● Stored data
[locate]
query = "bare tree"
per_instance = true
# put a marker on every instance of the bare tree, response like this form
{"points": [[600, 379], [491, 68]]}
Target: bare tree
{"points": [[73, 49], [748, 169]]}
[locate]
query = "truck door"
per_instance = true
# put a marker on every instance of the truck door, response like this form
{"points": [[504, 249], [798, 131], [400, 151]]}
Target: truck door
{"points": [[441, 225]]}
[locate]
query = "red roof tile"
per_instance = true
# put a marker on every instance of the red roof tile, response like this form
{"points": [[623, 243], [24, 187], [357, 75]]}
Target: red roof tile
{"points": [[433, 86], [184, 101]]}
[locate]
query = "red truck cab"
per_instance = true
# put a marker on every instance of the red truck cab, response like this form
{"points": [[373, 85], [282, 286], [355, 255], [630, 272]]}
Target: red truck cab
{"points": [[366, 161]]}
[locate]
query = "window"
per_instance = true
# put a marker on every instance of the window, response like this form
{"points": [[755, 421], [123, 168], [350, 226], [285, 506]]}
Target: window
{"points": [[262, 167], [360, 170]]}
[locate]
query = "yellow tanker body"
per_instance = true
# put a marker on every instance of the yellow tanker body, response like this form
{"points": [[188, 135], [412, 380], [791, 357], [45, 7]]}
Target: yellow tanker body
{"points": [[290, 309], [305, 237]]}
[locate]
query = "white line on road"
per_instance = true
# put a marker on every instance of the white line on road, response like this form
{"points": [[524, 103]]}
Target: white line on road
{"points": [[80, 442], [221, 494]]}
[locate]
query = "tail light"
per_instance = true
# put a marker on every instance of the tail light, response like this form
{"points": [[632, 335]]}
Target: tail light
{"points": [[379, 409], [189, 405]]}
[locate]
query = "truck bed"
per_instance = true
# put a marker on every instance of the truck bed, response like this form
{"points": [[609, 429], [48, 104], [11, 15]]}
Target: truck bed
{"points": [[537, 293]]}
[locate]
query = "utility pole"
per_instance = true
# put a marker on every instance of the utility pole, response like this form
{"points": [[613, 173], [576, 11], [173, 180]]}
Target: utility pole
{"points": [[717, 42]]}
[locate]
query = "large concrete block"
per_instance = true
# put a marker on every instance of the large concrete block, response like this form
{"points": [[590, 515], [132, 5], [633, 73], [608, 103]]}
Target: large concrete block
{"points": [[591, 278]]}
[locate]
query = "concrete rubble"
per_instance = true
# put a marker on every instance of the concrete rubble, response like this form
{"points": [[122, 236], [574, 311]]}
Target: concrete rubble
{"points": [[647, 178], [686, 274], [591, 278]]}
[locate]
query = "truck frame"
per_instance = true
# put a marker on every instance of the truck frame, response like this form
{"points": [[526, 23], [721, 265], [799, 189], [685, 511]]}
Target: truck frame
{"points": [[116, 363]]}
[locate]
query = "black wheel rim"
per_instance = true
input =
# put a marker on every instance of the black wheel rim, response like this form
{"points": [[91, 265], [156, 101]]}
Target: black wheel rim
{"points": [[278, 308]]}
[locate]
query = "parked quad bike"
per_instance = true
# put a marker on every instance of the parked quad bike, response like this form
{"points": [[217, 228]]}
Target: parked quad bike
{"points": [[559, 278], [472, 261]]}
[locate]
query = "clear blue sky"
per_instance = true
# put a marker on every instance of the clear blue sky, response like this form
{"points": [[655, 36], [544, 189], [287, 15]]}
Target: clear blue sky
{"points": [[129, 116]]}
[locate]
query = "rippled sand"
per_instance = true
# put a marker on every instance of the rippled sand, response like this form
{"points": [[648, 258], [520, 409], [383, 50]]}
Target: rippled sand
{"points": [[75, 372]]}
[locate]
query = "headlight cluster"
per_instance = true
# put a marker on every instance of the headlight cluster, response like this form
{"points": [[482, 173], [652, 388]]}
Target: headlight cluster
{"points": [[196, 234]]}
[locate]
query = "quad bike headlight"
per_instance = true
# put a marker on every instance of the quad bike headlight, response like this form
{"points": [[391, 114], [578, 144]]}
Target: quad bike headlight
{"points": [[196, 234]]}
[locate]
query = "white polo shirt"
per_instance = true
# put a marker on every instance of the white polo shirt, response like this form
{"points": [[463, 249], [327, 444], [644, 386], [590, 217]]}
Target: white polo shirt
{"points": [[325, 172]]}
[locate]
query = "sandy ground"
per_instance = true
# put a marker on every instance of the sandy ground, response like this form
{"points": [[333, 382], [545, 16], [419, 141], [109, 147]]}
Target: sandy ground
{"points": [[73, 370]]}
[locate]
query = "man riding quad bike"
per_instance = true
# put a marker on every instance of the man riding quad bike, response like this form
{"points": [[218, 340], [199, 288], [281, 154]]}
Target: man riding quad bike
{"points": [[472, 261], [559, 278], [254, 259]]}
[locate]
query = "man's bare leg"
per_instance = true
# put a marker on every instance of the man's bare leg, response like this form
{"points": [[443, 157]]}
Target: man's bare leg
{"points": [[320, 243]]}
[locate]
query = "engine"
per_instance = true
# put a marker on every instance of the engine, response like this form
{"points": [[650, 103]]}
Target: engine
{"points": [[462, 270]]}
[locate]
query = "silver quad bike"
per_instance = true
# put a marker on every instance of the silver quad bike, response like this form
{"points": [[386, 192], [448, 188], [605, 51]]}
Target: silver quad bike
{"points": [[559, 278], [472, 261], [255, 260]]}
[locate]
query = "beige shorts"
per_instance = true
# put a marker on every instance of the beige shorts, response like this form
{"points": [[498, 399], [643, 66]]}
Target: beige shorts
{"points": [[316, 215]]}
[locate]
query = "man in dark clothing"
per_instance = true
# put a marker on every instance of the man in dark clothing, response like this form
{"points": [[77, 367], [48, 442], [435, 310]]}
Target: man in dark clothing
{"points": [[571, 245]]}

● What you should do
Look above for the line with "Target: black wheel rim"; retype exactly that line, every line after it up to the line with "# put a marker on every instance of the white polo", and that line too, nothing else.

● Solution
Target: black wheel rim
{"points": [[278, 308]]}
[locate]
query = "parked quad bike"
per_instance = true
# put a marker on every instance of the parked quad bike, response like this form
{"points": [[217, 228]]}
Target: parked quad bike
{"points": [[559, 278], [472, 261]]}
[locate]
query = "clear blue sky"
per_instance = true
# put a marker on every instance of the clear blue sky, response like this form
{"points": [[655, 36], [544, 189], [287, 15]]}
Target: clear blue sky
{"points": [[129, 116]]}
[locate]
query = "rippled sand"
per_instance = true
# put a marker on every instance of the rippled sand, response like this form
{"points": [[648, 258], [520, 409], [383, 50]]}
Target: rippled sand
{"points": [[75, 372]]}
[locate]
query = "headlight cluster"
per_instance = true
# put a marker on every instance of the headlight cluster, response like this form
{"points": [[482, 173], [652, 388]]}
Target: headlight cluster
{"points": [[196, 234]]}
[locate]
query = "quad bike headlight"
per_instance = true
# put a marker on every instance of the quad bike headlight, response like this form
{"points": [[391, 114], [578, 144]]}
Target: quad bike headlight
{"points": [[196, 234]]}
[locate]
query = "white polo shirt"
per_instance = true
# put a marker on every instance of the white polo shirt, response like this form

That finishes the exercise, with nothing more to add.